Point localization data
================================

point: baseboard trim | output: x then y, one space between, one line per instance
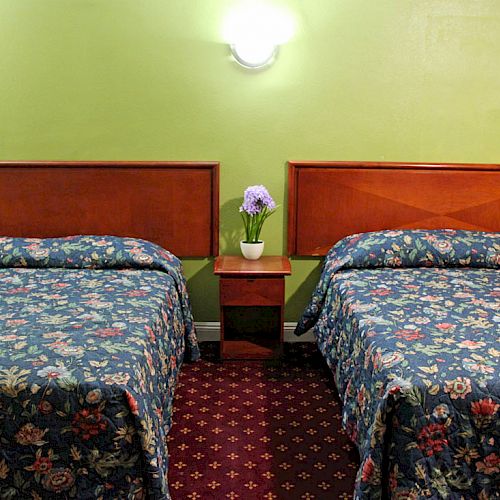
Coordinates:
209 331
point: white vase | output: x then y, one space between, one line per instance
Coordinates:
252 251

================================

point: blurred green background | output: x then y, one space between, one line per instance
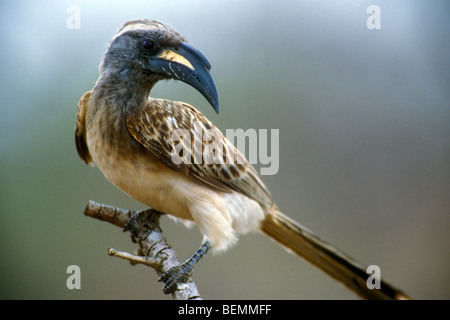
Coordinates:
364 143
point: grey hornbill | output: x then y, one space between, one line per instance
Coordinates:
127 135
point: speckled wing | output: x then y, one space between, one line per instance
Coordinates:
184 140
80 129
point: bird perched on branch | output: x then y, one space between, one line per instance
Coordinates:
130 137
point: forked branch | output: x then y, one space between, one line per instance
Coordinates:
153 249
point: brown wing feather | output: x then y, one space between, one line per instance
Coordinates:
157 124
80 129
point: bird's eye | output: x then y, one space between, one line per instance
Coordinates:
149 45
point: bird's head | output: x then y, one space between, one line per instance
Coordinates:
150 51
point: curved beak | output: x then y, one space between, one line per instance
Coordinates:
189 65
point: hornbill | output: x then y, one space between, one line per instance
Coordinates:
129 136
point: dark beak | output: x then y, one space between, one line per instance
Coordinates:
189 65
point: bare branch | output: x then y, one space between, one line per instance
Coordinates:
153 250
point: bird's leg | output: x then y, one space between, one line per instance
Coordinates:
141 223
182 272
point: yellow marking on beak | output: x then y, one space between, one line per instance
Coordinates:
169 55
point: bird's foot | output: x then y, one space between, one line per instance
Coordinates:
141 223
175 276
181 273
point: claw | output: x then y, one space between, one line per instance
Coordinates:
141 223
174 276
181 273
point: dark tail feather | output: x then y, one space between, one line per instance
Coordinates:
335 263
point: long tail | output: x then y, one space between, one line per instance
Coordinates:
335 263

================================

Your instructions: Find the string "bird" in the entries above and return each line that holds it.

Written solution:
point: bird perched on branch | output: x then y, one space between, one line per instance
point: bird's eye | output: x then y, one space between, one line per instance
point: bird's head | output: x then y, one space between, one line per instance
point: bird's leg | output: x then y, one space between, one line per instance
point: bird's foot | output: x then y, one space between, one line per instance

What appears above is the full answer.